#### YOUR INSTRUCTIONS
Extract exactly and only the lines of the data below, starting at the line with "Put a point on the clear" and stopping after the final line.

#### Records drawn from a dataset
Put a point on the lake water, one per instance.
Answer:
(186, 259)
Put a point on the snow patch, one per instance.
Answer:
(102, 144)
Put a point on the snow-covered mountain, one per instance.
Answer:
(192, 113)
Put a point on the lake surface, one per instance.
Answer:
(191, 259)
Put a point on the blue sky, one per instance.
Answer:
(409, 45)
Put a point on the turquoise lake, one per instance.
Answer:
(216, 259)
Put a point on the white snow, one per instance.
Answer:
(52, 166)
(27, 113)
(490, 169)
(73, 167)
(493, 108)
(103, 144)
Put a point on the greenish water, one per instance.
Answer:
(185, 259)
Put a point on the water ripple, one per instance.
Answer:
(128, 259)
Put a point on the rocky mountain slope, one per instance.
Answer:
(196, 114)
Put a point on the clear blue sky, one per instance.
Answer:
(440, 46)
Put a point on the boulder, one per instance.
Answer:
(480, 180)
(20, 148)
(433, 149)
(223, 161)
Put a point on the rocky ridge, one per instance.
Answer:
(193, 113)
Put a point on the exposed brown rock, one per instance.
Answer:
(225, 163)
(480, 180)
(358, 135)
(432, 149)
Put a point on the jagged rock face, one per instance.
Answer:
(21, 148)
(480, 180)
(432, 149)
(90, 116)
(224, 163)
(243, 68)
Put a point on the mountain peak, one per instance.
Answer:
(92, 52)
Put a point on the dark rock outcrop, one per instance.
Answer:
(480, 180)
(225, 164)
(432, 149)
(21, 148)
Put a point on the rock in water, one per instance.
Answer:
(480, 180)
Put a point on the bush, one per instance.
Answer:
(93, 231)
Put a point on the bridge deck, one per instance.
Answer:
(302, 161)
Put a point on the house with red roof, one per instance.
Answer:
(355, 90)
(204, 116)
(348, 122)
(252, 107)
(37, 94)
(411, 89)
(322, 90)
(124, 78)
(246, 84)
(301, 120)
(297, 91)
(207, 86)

#### RESPONSE TO THE EXERCISE
Put a point on the clear blue sky, one per instance.
Answer:
(440, 46)
Put a point on the boulder, one per instance.
Answer:
(480, 180)
(20, 148)
(433, 149)
(223, 161)
Put a point on the rocky ridge, one per instance.
Answer:
(193, 113)
Put a point on the exposed brown rock, one per instance.
Answer:
(225, 163)
(480, 180)
(358, 135)
(432, 149)
Put a point on the jagged rock face, one per instance.
Answer:
(21, 148)
(480, 180)
(432, 149)
(90, 116)
(224, 163)
(243, 68)
Put a point on the mountain peak, one per instance.
Answer:
(92, 52)
Put a point on the dark rock outcrop, one per instance.
Answer:
(480, 180)
(225, 164)
(432, 149)
(21, 148)
Put a point on the rock in water, one per instance.
Answer:
(480, 180)
Put a point on the bush, one per instance.
Answer:
(93, 231)
Put a point on the bridge deck, one per instance.
Answer:
(302, 161)
Put a point on the house with red roof, one per instance.
Answer:
(355, 90)
(204, 116)
(348, 122)
(252, 107)
(37, 94)
(411, 89)
(322, 90)
(124, 78)
(246, 84)
(301, 120)
(297, 91)
(207, 86)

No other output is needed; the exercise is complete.